#### Data records

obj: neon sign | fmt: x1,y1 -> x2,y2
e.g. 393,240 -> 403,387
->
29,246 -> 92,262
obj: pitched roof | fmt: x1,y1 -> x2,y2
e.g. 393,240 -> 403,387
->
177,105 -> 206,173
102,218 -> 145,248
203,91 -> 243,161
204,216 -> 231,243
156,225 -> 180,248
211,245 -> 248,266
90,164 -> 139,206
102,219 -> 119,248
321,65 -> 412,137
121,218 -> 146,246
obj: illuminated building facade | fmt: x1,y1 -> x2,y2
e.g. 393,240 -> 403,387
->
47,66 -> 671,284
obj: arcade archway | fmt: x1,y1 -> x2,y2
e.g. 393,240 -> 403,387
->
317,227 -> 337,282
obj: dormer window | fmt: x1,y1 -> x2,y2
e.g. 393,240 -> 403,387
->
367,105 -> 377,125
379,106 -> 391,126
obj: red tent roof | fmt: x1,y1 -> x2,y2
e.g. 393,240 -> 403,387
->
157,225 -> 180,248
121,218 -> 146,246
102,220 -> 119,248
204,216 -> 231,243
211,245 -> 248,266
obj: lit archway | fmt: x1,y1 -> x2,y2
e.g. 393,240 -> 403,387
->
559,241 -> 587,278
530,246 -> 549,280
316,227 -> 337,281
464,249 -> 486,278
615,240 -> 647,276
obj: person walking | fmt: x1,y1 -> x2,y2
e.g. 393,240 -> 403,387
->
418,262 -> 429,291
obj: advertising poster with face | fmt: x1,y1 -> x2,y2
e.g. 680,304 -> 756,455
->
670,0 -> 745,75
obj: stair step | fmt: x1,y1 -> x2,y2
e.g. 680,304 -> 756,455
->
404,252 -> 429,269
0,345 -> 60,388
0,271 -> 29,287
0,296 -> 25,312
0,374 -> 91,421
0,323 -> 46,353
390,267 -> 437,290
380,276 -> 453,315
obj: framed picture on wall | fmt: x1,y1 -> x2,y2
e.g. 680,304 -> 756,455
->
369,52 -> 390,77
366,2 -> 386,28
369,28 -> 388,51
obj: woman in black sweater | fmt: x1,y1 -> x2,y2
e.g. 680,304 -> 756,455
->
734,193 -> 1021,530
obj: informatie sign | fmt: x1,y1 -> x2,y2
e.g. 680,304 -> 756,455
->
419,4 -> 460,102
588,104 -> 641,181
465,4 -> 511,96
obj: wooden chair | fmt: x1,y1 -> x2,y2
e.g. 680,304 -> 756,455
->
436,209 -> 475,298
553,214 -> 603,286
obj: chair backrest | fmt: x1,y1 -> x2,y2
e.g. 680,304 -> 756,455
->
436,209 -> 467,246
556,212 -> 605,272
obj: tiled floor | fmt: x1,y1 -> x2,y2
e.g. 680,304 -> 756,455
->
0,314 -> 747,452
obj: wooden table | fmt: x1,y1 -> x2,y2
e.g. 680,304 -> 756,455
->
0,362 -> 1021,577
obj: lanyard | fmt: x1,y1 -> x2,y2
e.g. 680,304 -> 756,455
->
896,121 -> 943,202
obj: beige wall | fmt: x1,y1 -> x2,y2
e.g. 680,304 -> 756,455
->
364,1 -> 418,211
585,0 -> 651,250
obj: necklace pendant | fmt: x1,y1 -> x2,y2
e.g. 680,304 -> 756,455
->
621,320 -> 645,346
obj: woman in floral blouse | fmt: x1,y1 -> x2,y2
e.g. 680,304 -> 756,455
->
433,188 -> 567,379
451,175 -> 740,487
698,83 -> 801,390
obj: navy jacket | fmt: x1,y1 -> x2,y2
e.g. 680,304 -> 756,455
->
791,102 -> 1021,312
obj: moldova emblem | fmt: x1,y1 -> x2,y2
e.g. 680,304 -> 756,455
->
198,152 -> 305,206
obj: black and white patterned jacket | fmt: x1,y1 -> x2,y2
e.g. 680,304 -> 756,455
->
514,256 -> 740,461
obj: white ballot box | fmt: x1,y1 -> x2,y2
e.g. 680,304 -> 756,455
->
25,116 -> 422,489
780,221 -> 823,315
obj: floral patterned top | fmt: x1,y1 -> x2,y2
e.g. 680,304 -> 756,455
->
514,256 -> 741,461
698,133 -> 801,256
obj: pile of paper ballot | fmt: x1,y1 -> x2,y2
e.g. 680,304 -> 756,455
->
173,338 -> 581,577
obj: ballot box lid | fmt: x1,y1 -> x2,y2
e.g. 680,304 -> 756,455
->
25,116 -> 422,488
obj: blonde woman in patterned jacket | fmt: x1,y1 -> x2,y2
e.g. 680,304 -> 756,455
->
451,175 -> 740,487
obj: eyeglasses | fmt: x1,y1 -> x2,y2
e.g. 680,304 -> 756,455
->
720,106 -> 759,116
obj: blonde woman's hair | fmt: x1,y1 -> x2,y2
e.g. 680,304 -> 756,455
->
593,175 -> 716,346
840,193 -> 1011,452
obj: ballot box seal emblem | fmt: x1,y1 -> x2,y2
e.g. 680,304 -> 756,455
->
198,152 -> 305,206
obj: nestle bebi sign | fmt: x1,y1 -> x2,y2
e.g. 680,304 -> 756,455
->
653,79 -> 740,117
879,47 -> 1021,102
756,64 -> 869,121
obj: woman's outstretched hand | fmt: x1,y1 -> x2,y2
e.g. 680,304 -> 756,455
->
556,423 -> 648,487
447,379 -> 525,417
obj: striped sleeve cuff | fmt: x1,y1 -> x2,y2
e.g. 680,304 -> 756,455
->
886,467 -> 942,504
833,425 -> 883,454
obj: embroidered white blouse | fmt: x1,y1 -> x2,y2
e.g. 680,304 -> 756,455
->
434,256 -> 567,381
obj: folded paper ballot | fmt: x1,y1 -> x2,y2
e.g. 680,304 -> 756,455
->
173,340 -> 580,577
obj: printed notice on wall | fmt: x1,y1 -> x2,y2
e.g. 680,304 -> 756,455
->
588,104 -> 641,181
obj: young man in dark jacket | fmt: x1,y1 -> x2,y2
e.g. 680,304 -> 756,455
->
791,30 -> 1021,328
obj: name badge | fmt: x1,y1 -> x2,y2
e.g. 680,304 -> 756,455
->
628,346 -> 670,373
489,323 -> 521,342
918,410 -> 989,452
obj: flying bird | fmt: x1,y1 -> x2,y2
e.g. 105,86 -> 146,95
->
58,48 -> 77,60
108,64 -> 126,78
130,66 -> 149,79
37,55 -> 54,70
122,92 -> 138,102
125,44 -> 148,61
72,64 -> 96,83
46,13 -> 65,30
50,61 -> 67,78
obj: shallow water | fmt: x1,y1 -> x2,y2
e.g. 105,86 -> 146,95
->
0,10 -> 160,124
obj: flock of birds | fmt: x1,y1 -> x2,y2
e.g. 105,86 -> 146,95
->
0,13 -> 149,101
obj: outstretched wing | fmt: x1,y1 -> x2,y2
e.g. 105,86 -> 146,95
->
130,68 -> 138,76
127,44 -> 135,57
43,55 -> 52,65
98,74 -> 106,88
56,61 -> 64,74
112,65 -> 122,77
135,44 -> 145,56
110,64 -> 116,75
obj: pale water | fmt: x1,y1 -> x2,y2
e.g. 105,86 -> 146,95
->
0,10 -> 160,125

########

▸ **Goal**:
Count the lines in the listing above that contain the string "floral", with case counting, and give only the number.

▸ **Answer to this problem**:
2